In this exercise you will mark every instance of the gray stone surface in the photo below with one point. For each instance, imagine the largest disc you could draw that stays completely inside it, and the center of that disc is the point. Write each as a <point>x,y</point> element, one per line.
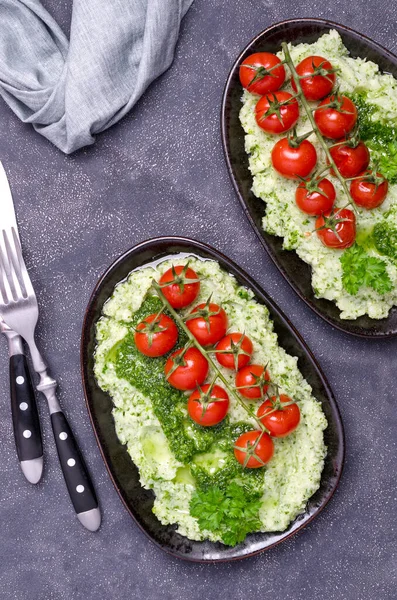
<point>161,171</point>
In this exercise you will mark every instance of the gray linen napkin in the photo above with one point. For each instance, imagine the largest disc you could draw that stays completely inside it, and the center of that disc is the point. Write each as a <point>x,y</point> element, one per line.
<point>72,90</point>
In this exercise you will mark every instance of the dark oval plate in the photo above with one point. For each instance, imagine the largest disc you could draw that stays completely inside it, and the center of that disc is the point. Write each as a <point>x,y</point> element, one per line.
<point>124,473</point>
<point>295,271</point>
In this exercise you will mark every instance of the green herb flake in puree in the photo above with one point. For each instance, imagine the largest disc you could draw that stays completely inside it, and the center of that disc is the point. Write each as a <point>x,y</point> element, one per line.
<point>183,463</point>
<point>375,95</point>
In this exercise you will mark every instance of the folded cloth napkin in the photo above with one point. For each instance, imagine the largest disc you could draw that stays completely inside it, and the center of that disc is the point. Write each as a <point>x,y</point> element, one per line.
<point>72,90</point>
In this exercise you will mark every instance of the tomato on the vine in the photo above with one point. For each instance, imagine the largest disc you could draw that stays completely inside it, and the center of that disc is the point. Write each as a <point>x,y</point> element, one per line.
<point>335,116</point>
<point>294,160</point>
<point>156,335</point>
<point>277,112</point>
<point>208,323</point>
<point>208,405</point>
<point>252,381</point>
<point>234,351</point>
<point>350,160</point>
<point>180,285</point>
<point>279,420</point>
<point>254,449</point>
<point>370,190</point>
<point>316,77</point>
<point>185,370</point>
<point>262,72</point>
<point>337,229</point>
<point>315,197</point>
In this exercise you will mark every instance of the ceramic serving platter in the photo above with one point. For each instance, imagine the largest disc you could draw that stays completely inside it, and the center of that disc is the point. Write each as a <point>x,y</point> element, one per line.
<point>295,271</point>
<point>124,473</point>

Problem statement:
Every line between the one holding "In this exercise you will mark every instance of the ceramic" and the end of the listing above, inclusive, must be transcribed exactly; omit all others.

Written solution:
In this exercise you will mark every instance of the ceramic serving platter in the photo above with one point. For each instance, imagine the largest disc you could draw that stays completely inside it, and the center of that disc is the point. Write each as a <point>x,y</point> element, one per line.
<point>295,271</point>
<point>124,473</point>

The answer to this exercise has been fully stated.